**TASK INSTRUCTIONS:**
A: Retype the health care discussion between "I don’t disagree;" and "on the formula.", inclusive.
B: Continue the discussion of health care costs and drug patents from where it stops.
[[ SOURCE TEXT open ]]
If you run the numbers on health care services inflation, you see that it ran just a touch above core inflation until a few years after Medicare passage, when Medicare was fully implemented. After that, health care inflation runs approximately double core inflation. Medicare took a huge percentage of the nation’s total health care spending and removed it from free market price controls, thus creating a statistical increase in the % by which health care inflation exceeds core inflation.
Companies charge outrageous prices for health products because they have a captive market. The US, thanks to lobbying efforts by various corporations, has extended patent laws to a point where nobody can make generics for competition to bring down prices.
I don’t disagree; at this point, very few elements in the “system” have any competitive pressures on them at all. And I COMPETELY agree with you on the patent law issue. My sense is that if you want to bring down drug prices, start the clock on patent protection when the drug is first sold, instead of starting the clock on patent grant. This would give the company more time to recover their R&D costs and turn a profit on the drug, instead of having to cram all that profit into a small number of years until the generics can get their hands on the formula.
[[ SOURCE TEXT closed ]]
[[ EXTRACTED RECORDS open ]]
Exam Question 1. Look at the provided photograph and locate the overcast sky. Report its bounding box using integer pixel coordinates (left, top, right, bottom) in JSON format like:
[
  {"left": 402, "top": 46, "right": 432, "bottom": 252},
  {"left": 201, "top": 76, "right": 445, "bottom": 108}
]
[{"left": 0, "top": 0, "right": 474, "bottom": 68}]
[[ EXTRACTED RECORDS closed ]]
**ANSWERS PER TASK:**
A:
I don’t disagree; at this point, very few elements in the “system” have any competitive pressures on them at all. And I COMPETELY agree with you on the patent law issue. My sense is that if you want to bring down drug prices, start the clock on patent protection when the drug is first sold, instead of starting the clock on patent grant. This would give the company more time to recover their R&D costs and turn a profit on the drug, instead of having to cram all that profit into a small number of years until the generics can get their hands on the formula.

B:
Two recent examples lay bare the profit motives of these corporations; the EpiPen debacle where the price jumped to 600 dollars, and the whole Martin Shkreli uproar where he took a cheap, lifesaving drug and inflated its cost by 5000%.
I don’t begrudge them making some profit in the system the US currently has, but price increases like that are absurd. The cost for health care delivery in the US is absurd, and not due to government regulation, but to profit motives.
It’s not an “either/or” as you’ve said. Often, it’s the regulations which force the companies into a situation where it’s “whatever the market will bear” and execute on these reprehensible price increases. And when the market is insured……..yes, it’s not a pretty picture.